- Ćwiczenie: Przepisz bez żadnych zmian fragment, który zaczyna się wierszem zawierającym „of the stone”, a kończy wierszem zawierającym „Query: stone ruin”. Oba te wiersze również należą do fragmentu.
•••
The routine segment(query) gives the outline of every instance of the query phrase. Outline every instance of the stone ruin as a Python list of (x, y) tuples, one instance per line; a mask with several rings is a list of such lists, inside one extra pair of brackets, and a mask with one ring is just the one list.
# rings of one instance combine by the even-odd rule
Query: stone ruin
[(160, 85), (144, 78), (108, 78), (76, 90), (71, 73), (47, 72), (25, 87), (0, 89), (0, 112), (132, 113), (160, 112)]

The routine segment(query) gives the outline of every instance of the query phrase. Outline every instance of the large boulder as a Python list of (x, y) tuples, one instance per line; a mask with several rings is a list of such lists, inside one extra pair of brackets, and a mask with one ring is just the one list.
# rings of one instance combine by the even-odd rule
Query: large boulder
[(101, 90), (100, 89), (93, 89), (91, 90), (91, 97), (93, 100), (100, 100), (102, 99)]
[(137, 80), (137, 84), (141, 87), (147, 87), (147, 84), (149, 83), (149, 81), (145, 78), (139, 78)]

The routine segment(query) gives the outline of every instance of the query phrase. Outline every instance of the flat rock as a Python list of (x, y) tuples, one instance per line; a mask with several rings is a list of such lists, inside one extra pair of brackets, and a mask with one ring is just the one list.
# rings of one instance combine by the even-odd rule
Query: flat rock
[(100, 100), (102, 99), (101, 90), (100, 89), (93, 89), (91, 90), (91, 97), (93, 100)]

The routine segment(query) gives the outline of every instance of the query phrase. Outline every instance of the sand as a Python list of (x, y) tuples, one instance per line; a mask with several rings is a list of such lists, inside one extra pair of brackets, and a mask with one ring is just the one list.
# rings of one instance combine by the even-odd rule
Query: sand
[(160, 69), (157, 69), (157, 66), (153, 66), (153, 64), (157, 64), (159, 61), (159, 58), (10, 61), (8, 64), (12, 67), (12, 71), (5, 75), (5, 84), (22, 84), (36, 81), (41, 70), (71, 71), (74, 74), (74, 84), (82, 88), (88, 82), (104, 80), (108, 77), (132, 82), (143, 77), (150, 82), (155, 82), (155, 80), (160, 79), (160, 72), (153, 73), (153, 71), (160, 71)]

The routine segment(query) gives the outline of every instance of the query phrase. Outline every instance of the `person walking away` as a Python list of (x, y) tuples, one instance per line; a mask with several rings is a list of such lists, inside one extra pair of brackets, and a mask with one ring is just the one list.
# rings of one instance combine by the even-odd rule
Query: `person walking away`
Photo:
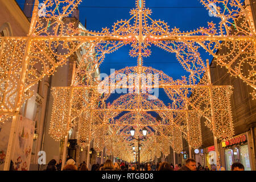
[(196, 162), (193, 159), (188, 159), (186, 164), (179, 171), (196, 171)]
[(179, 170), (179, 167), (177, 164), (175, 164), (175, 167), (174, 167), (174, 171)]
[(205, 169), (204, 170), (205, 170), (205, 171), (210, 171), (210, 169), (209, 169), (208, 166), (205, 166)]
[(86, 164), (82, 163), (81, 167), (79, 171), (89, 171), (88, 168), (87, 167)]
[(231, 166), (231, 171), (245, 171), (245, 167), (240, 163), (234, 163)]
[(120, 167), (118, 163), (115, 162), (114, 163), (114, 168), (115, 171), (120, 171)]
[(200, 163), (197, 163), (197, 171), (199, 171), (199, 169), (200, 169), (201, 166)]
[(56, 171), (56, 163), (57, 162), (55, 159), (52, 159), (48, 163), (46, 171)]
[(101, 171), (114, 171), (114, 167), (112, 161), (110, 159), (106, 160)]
•••
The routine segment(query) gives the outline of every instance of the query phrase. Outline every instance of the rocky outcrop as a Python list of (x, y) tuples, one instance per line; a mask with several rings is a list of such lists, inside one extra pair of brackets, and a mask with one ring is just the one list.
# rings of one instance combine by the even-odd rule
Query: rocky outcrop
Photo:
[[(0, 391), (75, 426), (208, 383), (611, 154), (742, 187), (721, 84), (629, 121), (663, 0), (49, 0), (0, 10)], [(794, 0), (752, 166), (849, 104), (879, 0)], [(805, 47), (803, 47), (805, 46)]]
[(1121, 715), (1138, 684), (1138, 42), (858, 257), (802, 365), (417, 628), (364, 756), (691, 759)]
•••
- Wynik ćwiczenia:
The routine segment(query) gives the outline of every instance of the query phrase. Outline every instance of the stone ruin as a Python list of (x, y) tuples, one instance per line; a mask with several rings is a list of such lists, inside one extra pair of brackets, and a mask with one ring is just the one list.
# rings of one instance combine by the even-odd rule
Query: stone ruin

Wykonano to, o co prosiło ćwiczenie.